*Stated problem:*
Write out the lines below as a JSON list of strings, with one string for each line and no blank lines.

※ ※ ※

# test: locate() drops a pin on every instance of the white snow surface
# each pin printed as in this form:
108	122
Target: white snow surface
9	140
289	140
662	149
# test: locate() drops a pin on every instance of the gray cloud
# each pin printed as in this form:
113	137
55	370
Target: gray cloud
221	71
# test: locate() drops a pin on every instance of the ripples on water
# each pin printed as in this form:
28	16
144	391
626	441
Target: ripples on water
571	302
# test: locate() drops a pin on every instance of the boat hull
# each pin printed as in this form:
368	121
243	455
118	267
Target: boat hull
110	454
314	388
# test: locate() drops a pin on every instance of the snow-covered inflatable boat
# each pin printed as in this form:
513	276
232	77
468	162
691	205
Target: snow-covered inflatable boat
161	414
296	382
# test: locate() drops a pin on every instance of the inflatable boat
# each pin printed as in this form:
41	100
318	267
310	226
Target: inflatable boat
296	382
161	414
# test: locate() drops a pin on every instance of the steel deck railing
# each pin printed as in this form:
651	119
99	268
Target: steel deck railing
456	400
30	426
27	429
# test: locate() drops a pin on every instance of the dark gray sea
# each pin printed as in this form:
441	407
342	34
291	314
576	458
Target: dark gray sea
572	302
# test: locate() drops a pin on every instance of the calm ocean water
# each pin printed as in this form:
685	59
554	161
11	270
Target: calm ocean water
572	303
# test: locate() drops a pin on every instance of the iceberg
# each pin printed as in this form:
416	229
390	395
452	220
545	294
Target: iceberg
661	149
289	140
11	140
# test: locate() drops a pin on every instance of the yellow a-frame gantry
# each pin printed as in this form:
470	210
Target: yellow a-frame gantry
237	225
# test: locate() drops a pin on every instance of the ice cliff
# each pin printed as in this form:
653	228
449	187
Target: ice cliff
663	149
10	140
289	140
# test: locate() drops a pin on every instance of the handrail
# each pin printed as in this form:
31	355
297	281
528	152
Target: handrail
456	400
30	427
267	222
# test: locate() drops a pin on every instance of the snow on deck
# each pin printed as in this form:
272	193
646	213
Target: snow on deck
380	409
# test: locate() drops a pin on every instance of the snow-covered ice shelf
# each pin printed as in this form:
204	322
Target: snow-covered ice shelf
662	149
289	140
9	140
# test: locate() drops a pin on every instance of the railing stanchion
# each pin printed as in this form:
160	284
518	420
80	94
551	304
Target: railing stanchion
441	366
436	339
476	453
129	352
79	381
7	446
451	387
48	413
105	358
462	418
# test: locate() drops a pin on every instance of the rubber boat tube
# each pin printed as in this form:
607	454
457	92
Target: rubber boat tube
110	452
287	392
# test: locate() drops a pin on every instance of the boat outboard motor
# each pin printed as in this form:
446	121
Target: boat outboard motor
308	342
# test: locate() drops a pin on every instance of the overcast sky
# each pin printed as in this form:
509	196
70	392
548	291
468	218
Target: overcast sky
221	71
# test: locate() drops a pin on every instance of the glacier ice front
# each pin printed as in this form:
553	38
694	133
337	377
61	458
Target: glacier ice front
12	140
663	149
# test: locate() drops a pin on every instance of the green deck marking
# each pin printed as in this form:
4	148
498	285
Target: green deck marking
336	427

※ ※ ※

*Solved problem:*
[
  "# test: locate() drops a pin on every instance of the white snow surface",
  "# each pin printed as in this form:",
  "108\t122",
  "Target: white snow surface",
  "9\t140",
  "289\t140",
  "662\t149",
  "# test: locate() drops a pin on every instance of the gray cloud",
  "# each pin printed as in this form:",
  "113\t137",
  "55\t370",
  "Target: gray cloud",
  "221\t71",
  "# test: locate() drops a pin on every instance of the ripples on water",
  "# each pin printed as in this form:",
  "28\t16",
  "144\t391",
  "626\t441",
  "Target: ripples on water",
  "571\t302",
  "# test: locate() drops a pin on every instance of the boat hull",
  "# each pin printed as in this form:",
  "368\t121",
  "243\t455",
  "118\t267",
  "Target: boat hull",
  "110\t454",
  "314\t388",
  "# test: locate() drops a pin on every instance of the snow-covered inflatable boat",
  "# each pin printed as in this form:",
  "513\t276",
  "232\t77",
  "468\t162",
  "691\t205",
  "Target: snow-covered inflatable boat",
  "161\t414",
  "296\t382",
  "# test: locate() drops a pin on every instance of the inflatable boat",
  "# each pin printed as in this form:",
  "41\t100",
  "318\t267",
  "310\t226",
  "Target: inflatable boat",
  "296\t382",
  "161\t414",
  "# test: locate() drops a pin on every instance of the steel deck railing",
  "# each pin printed as in this form:",
  "651\t119",
  "99\t268",
  "Target: steel deck railing",
  "456\t400",
  "30\t426",
  "27\t429",
  "# test: locate() drops a pin on every instance of the dark gray sea",
  "# each pin printed as in this form:",
  "441\t407",
  "342\t34",
  "291\t314",
  "576\t458",
  "Target: dark gray sea",
  "572\t302",
  "# test: locate() drops a pin on every instance of the calm ocean water",
  "# each pin printed as in this form:",
  "685\t59",
  "554\t161",
  "11\t270",
  "Target: calm ocean water",
  "572\t303",
  "# test: locate() drops a pin on every instance of the iceberg",
  "# each pin printed as in this form:",
  "416\t229",
  "390\t395",
  "452\t220",
  "545\t294",
  "Target: iceberg",
  "661\t149",
  "289\t140",
  "11\t140",
  "# test: locate() drops a pin on every instance of the yellow a-frame gantry",
  "# each pin printed as in this form:",
  "470\t210",
  "Target: yellow a-frame gantry",
  "237\t225",
  "# test: locate() drops a pin on every instance of the ice cliff",
  "# each pin printed as in this form:",
  "653\t228",
  "449\t187",
  "Target: ice cliff",
  "663\t149",
  "10\t140",
  "289\t140",
  "# test: locate() drops a pin on every instance of the handrail",
  "# each pin printed as in this form:",
  "31\t355",
  "297\t281",
  "528\t152",
  "Target: handrail",
  "456\t400",
  "30\t427",
  "267\t222",
  "# test: locate() drops a pin on every instance of the snow on deck",
  "# each pin printed as in this form:",
  "272\t193",
  "646\t213",
  "Target: snow on deck",
  "380\t409",
  "# test: locate() drops a pin on every instance of the snow-covered ice shelf",
  "# each pin printed as in this form:",
  "204\t322",
  "Target: snow-covered ice shelf",
  "662\t149",
  "289\t140",
  "9\t140",
  "# test: locate() drops a pin on every instance of the railing stanchion",
  "# each pin printed as in this form:",
  "160\t284",
  "518\t420",
  "80\t94",
  "551\t304",
  "Target: railing stanchion",
  "441\t366",
  "436\t339",
  "476\t453",
  "129\t352",
  "79\t381",
  "7\t446",
  "451\t387",
  "48\t413",
  "105\t358",
  "462\t418",
  "# test: locate() drops a pin on every instance of the rubber boat tube",
  "# each pin printed as in this form:",
  "607\t454",
  "457\t92",
  "Target: rubber boat tube",
  "110\t452",
  "287\t392",
  "# test: locate() drops a pin on every instance of the boat outboard motor",
  "# each pin printed as in this form:",
  "446\t121",
  "Target: boat outboard motor",
  "308\t342",
  "# test: locate() drops a pin on every instance of the overcast sky",
  "# each pin printed as in this form:",
  "509\t196",
  "70\t392",
  "548\t291",
  "468\t218",
  "Target: overcast sky",
  "221\t71",
  "# test: locate() drops a pin on every instance of the glacier ice front",
  "# each pin printed as in this form:",
  "553\t38",
  "694\t133",
  "337\t377",
  "61\t458",
  "Target: glacier ice front",
  "12\t140",
  "663\t149",
  "# test: locate() drops a pin on every instance of the green deck marking",
  "# each pin printed as in this form:",
  "4\t148",
  "498\t285",
  "Target: green deck marking",
  "336\t427"
]